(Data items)
....................

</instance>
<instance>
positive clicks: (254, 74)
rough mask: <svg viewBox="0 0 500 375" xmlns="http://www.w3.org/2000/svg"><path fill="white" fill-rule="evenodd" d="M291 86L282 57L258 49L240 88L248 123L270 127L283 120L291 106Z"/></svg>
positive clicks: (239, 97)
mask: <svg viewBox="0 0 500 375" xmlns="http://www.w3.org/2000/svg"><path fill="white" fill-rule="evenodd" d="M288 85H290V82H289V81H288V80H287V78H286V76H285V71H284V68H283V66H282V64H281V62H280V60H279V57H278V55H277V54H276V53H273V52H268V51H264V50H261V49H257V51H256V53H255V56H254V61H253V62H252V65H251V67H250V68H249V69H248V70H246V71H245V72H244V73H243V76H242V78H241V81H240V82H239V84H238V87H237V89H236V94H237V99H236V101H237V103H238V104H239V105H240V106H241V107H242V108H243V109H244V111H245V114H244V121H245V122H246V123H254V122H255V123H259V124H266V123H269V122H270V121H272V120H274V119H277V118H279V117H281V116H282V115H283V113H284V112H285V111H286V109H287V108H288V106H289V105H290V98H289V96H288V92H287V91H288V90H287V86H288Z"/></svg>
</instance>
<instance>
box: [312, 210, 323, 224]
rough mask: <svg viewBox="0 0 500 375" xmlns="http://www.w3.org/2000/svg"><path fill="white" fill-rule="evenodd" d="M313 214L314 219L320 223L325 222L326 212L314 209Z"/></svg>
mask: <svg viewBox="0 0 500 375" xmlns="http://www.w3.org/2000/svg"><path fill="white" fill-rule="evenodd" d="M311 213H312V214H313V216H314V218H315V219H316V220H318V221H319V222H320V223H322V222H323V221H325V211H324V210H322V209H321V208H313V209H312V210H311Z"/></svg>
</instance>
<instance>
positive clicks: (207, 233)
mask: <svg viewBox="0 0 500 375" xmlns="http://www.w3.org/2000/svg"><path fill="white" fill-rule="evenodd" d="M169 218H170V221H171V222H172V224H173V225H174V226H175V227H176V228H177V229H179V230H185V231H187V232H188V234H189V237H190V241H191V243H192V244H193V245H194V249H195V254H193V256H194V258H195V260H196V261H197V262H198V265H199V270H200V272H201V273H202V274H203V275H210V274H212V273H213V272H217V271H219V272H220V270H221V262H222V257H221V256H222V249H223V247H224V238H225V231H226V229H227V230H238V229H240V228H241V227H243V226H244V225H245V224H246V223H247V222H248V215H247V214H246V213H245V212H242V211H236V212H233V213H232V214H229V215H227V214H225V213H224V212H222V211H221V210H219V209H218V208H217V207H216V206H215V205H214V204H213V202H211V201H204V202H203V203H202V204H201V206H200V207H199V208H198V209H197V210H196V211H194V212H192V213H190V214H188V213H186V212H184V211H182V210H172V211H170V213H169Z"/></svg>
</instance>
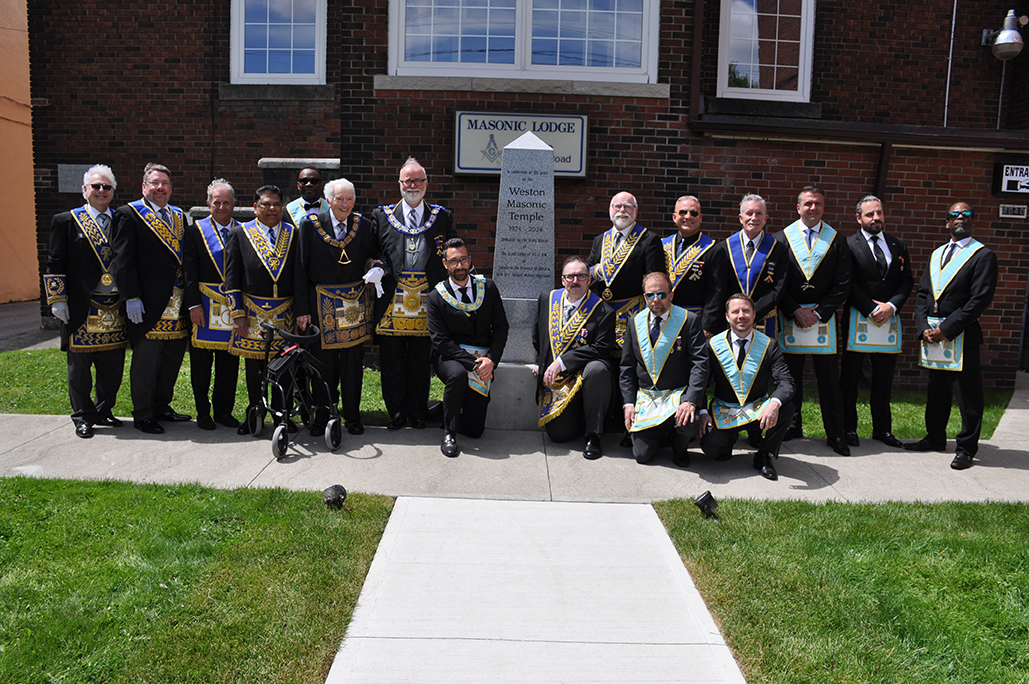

....................

* The problem:
Return the entries above exactly as they appear. Pictures should not be copied.

* Result of the task:
</instance>
<instance>
positive clicks: (254, 74)
rough mask: <svg viewBox="0 0 500 375" xmlns="http://www.w3.org/2000/svg"><path fill="white" fill-rule="evenodd" d="M291 86L282 57L258 49L240 88L248 123L270 127L283 120L291 106Z"/></svg>
positive clicks: (239, 97)
mask: <svg viewBox="0 0 500 375" xmlns="http://www.w3.org/2000/svg"><path fill="white" fill-rule="evenodd" d="M288 85H290V82H289V81H288V80H287V78H286V76H285V71H284V68H283V66H282V64H281V62H280V60H279V57H278V55H277V54H276V53H273V52H268V51H264V50H261V49H257V51H256V53H255V56H254V61H253V62H252V65H251V67H250V68H249V69H248V70H246V71H245V72H244V73H243V76H242V78H241V81H240V82H239V84H238V87H237V89H236V94H237V99H236V101H237V103H238V104H239V105H240V106H241V107H242V108H243V109H244V111H245V114H244V121H245V122H246V123H254V122H255V123H259V124H266V123H269V122H270V121H272V120H274V119H277V118H279V117H281V116H282V115H283V113H284V112H285V111H286V109H287V108H288V106H289V105H290V98H289V96H288V92H287V91H288V90H287V86H288Z"/></svg>
</instance>
<instance>
box: [312, 210, 323, 224]
rough mask: <svg viewBox="0 0 500 375" xmlns="http://www.w3.org/2000/svg"><path fill="white" fill-rule="evenodd" d="M313 214L314 219L320 223L325 222L326 212L314 209Z"/></svg>
mask: <svg viewBox="0 0 500 375" xmlns="http://www.w3.org/2000/svg"><path fill="white" fill-rule="evenodd" d="M311 213H312V214H313V216H314V218H315V219H316V220H318V221H319V222H320V223H322V222H323V221H325V211H324V210H322V209H321V208H313V209H312V210H311Z"/></svg>
</instance>
<instance>
positive clicks: (207, 233)
mask: <svg viewBox="0 0 500 375" xmlns="http://www.w3.org/2000/svg"><path fill="white" fill-rule="evenodd" d="M169 218H170V221H171V222H172V224H173V225H174V226H175V227H176V228H177V229H179V230H185V231H187V232H188V234H189V237H190V241H191V243H192V244H193V245H194V249H195V254H193V256H194V258H195V260H196V261H197V262H198V265H199V270H200V272H201V273H202V274H203V275H210V274H212V273H213V272H217V271H219V272H220V270H221V262H222V257H221V256H222V249H223V247H224V238H225V231H226V229H227V230H238V229H240V228H241V227H243V226H244V225H245V224H246V223H247V222H248V215H247V214H246V213H245V212H242V211H236V212H233V213H232V214H229V215H227V214H225V213H224V212H222V211H221V210H219V209H218V208H217V207H216V206H215V205H214V204H213V202H211V201H204V202H203V203H202V204H201V206H200V207H199V208H198V209H197V210H196V211H194V212H192V213H190V214H188V213H186V212H184V211H182V210H172V211H170V213H169Z"/></svg>
</instance>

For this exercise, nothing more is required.